* Directions for this task
Find each row below that contains the word "brick", and copy those rows in full. Treat the match as case-sensitive.

* Data for processing
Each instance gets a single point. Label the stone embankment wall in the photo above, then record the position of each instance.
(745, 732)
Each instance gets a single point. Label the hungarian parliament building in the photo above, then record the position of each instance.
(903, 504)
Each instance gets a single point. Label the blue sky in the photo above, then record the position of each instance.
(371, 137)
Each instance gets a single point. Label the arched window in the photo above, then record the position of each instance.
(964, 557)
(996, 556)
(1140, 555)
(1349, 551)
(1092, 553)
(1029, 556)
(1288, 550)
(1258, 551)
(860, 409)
==
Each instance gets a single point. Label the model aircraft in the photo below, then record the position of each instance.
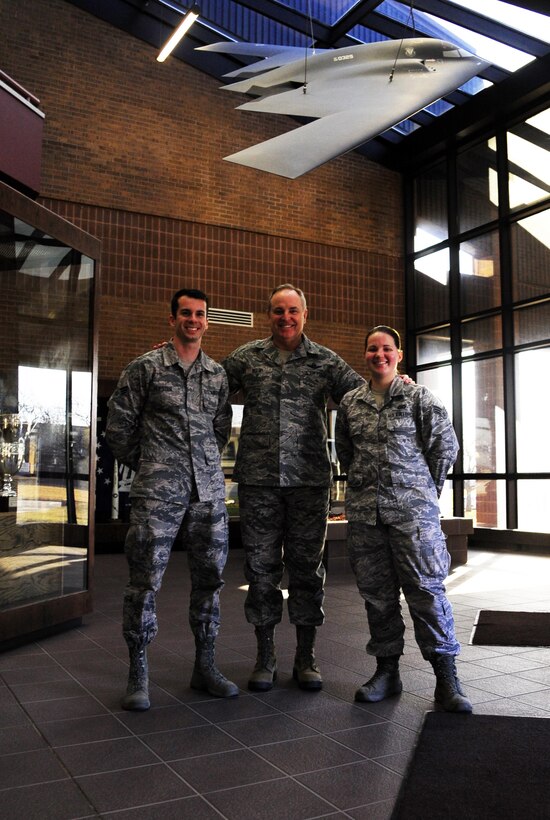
...
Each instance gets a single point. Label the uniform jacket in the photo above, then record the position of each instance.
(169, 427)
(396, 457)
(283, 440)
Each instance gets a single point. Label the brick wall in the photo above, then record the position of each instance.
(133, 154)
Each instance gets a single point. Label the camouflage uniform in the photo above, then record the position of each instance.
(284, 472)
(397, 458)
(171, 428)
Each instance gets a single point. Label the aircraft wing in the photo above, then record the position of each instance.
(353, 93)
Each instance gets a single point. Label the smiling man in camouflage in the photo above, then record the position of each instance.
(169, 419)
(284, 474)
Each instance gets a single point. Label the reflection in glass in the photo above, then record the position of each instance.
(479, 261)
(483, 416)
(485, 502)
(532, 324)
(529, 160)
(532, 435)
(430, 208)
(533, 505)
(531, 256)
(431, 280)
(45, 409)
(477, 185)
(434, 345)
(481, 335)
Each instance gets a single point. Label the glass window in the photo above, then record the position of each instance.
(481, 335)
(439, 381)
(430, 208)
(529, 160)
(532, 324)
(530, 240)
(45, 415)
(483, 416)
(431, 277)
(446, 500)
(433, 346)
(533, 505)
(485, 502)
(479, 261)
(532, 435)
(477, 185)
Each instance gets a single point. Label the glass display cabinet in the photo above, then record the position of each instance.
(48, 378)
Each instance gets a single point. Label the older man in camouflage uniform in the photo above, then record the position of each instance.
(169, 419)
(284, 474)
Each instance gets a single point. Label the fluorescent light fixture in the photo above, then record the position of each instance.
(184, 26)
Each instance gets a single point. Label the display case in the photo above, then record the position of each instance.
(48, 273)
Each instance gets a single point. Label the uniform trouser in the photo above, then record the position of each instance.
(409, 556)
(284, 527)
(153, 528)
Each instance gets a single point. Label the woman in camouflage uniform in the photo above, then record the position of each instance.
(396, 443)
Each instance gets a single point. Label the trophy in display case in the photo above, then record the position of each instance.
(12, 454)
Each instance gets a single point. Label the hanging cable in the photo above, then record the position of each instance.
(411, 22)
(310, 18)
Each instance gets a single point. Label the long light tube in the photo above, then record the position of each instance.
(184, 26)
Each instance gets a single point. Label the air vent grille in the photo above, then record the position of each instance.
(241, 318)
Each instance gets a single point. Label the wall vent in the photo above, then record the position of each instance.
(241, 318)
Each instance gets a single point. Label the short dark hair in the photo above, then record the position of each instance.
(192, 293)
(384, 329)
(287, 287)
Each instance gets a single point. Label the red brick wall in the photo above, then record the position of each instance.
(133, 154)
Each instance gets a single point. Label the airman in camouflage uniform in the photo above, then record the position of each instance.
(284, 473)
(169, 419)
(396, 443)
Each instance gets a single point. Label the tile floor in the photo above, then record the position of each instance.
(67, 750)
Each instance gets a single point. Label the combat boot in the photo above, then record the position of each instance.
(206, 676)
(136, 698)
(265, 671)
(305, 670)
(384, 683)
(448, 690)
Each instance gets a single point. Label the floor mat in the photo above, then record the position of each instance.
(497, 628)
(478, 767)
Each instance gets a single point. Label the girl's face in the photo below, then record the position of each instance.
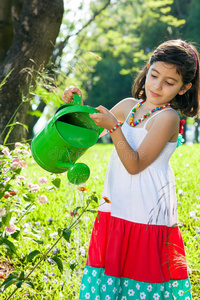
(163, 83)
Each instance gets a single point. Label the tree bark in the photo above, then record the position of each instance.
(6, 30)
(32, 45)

* The result
Each instance gets a single point. Label the brick wall in the photo above, then record the position of each instance.
Each instance gets a single point. Label the red brick wall in the photo above, then record the position of each instance.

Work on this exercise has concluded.